OBJECTIVE: Could you write out the records below exactly as they appear, leaving out any pictures?

++++ MATERIAL FOR THIS TASK

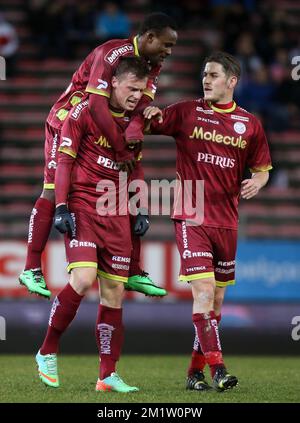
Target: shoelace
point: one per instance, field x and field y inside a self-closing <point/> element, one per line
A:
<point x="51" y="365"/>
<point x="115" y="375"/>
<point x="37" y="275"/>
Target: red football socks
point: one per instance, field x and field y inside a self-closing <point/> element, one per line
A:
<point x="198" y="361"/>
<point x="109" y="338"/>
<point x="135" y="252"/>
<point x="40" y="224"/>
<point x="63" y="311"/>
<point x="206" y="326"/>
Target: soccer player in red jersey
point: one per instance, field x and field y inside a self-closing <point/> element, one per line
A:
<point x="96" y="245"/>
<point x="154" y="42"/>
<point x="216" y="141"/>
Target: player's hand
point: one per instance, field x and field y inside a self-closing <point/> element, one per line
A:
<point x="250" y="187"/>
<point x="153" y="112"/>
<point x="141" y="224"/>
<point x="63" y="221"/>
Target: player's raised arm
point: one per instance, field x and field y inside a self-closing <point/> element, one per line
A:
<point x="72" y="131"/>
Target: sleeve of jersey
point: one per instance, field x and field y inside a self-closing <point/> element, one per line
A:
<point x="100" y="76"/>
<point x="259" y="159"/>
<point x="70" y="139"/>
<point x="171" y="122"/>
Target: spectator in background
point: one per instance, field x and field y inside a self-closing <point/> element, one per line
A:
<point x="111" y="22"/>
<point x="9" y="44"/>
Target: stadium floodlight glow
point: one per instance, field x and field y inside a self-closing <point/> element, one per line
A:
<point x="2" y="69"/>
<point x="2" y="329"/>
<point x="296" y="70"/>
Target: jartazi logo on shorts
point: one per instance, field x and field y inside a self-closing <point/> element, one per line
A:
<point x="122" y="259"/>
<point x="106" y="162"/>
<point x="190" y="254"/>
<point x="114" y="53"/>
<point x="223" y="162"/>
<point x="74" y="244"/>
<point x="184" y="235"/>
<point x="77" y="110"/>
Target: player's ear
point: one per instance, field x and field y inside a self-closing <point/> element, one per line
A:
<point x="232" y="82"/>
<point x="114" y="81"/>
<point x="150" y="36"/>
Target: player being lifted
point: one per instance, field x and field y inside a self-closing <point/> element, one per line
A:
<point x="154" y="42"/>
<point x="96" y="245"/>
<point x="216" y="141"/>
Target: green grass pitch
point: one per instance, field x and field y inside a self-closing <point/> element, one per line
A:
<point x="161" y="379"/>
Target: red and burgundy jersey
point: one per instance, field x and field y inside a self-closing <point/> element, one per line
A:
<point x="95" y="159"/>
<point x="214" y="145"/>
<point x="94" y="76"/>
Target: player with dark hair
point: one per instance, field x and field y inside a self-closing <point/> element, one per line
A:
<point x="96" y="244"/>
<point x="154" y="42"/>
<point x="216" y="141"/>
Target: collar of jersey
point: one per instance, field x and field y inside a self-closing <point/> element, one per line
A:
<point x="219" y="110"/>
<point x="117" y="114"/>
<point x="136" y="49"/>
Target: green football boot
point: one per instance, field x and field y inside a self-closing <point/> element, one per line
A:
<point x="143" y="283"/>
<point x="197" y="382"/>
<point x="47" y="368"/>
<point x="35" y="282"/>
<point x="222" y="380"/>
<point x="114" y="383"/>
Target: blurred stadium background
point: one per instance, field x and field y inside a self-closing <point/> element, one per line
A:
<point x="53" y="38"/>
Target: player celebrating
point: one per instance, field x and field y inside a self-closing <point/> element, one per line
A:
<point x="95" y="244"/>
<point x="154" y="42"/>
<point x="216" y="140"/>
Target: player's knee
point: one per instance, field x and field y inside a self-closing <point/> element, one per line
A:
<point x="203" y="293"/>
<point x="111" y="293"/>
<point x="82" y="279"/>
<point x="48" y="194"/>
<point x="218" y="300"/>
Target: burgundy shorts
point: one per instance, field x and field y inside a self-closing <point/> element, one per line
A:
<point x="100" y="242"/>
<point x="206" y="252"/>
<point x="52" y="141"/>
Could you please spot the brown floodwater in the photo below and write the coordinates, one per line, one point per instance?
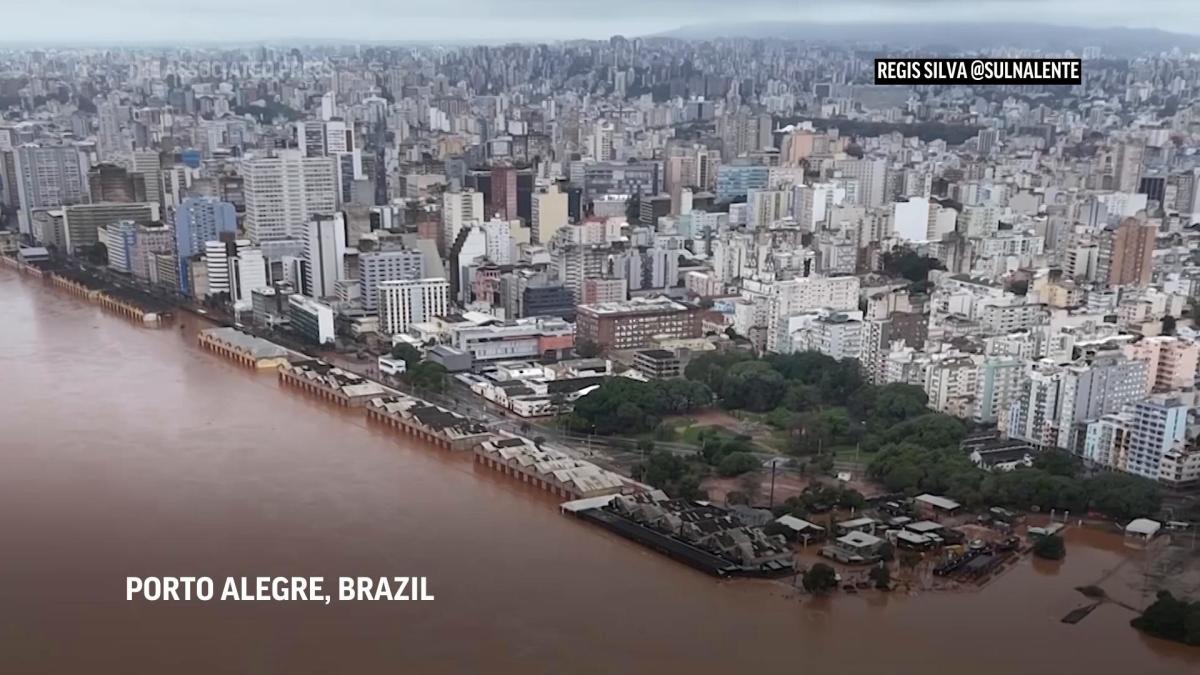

++++++++

RESPONSE:
Target: shoelace
point: one per instance, field x and field y inside a self-closing <point/> element, one per line
A:
<point x="51" y="365"/>
<point x="115" y="375"/>
<point x="37" y="275"/>
Target: red football socks
point: one per instance, field x and field y inside a self-closing <point/> element, one per line
A:
<point x="198" y="361"/>
<point x="109" y="338"/>
<point x="135" y="252"/>
<point x="40" y="224"/>
<point x="63" y="311"/>
<point x="206" y="326"/>
Target: soccer player in red jersey
point: one per instance, field x and field y inside a self-closing <point/> element, one per line
A:
<point x="96" y="245"/>
<point x="154" y="42"/>
<point x="216" y="141"/>
Target: player's hand
point: one per instance, field x and field y inside a self-closing <point/> element, one per line
A:
<point x="250" y="187"/>
<point x="153" y="112"/>
<point x="141" y="224"/>
<point x="63" y="221"/>
Target: player's raised arm
point: one per instance, field x and field y inside a self-closing <point/> element, one per line
A:
<point x="72" y="131"/>
Target: sleeve of jersey
point: one per instance, field x and field y inside a self-closing <point/> element, one per line
A:
<point x="100" y="76"/>
<point x="259" y="159"/>
<point x="70" y="139"/>
<point x="171" y="122"/>
Target: spectator in background
point: one per instance, field x and field y inside a self-closing <point/> element, one per line
A:
<point x="111" y="22"/>
<point x="9" y="44"/>
Target: stadium floodlight glow
point: one per instance, field x and field y inside a self-closing <point/> element, one per line
A:
<point x="2" y="69"/>
<point x="2" y="329"/>
<point x="296" y="70"/>
Target: jartazi logo on shorts
point: one per instance, field x and field y inside a self-closing <point/> element, one per line
A:
<point x="122" y="259"/>
<point x="106" y="162"/>
<point x="190" y="254"/>
<point x="114" y="53"/>
<point x="223" y="162"/>
<point x="74" y="244"/>
<point x="184" y="235"/>
<point x="77" y="110"/>
Target: player's ear
point: one per instance, field x and field y inside a self-closing <point/> element, one per line
A:
<point x="232" y="82"/>
<point x="114" y="81"/>
<point x="150" y="36"/>
Target: player being lifted
point: one per instance, field x and field y inside a self-closing <point/> element, one per line
A:
<point x="154" y="42"/>
<point x="96" y="245"/>
<point x="216" y="141"/>
Target: green grass pitch
point: one per instance, field x and field y inside a self-closing <point/> element, one per line
A:
<point x="161" y="379"/>
Target: red and burgundy jersey
point: one per instance, field x and field y inside a self-closing <point/> element, one per line
A:
<point x="95" y="159"/>
<point x="214" y="145"/>
<point x="94" y="76"/>
Target: player with dark hair
point: one per instance, field x and field y inside a self-closing <point/> element, one per line
A:
<point x="96" y="244"/>
<point x="154" y="42"/>
<point x="216" y="141"/>
Target: collar of jersey
point: one per instance, field x and field y inside a self-closing <point/> element, one per line
A:
<point x="219" y="110"/>
<point x="117" y="114"/>
<point x="136" y="49"/>
Target: green football boot
point: one per instance, field x and field y inside a self-closing <point/> element, one per line
A:
<point x="143" y="283"/>
<point x="197" y="382"/>
<point x="47" y="368"/>
<point x="35" y="282"/>
<point x="222" y="380"/>
<point x="114" y="383"/>
Target: blurred stadium background
point: one per instance, field x and field y inside a self-closing <point/> element, one per line
A:
<point x="53" y="38"/>
Target: player celebrating
point: one per instance, field x and field y inside a self-closing <point/> element, one per line
A:
<point x="95" y="244"/>
<point x="154" y="42"/>
<point x="216" y="140"/>
Target: player's knee
point: one per instance, field x and field y inside a self-closing <point/> element, one per line
A:
<point x="203" y="293"/>
<point x="111" y="293"/>
<point x="82" y="279"/>
<point x="48" y="194"/>
<point x="218" y="300"/>
Target: burgundy shorts
point: one per instance, field x and field y inside a self-closing <point/> element, one per line
A:
<point x="100" y="242"/>
<point x="206" y="252"/>
<point x="52" y="141"/>
Could you please spot the brown floodwater in the photo below and write the coordinates, one per line, one point per instance?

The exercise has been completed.